● EXERCISE BRIEF
Verbatim repeat, images excluded. Give each entry again as written.

━━━━━━

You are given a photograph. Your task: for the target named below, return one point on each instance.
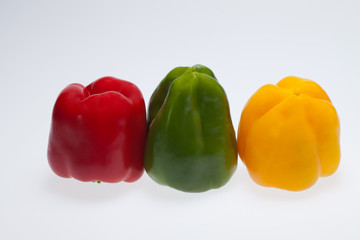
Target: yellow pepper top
(288, 135)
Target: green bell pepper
(191, 144)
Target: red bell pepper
(98, 132)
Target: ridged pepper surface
(191, 144)
(289, 135)
(98, 132)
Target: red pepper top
(98, 132)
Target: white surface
(45, 45)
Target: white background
(46, 45)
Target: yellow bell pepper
(288, 135)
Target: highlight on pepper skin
(288, 135)
(98, 132)
(191, 144)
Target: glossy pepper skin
(191, 143)
(289, 135)
(98, 132)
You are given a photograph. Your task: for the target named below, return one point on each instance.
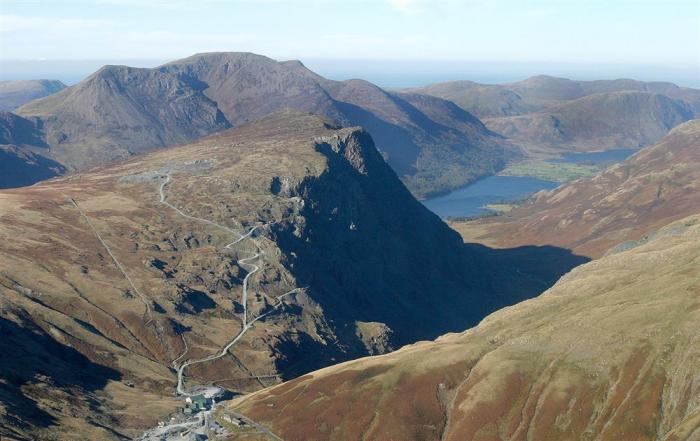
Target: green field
(552, 171)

━━━━━━

● THE COMPLETED TASK
You are given a photograph. Your task: for the target named below, return one point on each instance.
Target: yellow pepper top
(288, 135)
Target: green bell pepper
(191, 144)
Target: red bell pepper
(98, 132)
Target: ridged pepper surface
(191, 144)
(289, 135)
(98, 132)
Target: red pepper top
(98, 132)
Target: white surface
(45, 45)
Target: white background
(46, 45)
Target: yellow bell pepper
(288, 135)
Target: highlight on pepper skin
(288, 135)
(98, 132)
(191, 144)
Target: glossy pepper skin
(191, 143)
(289, 135)
(98, 132)
You are given a photograph. Your task: for the target named below, return one point on each instance.
Target: green field
(552, 171)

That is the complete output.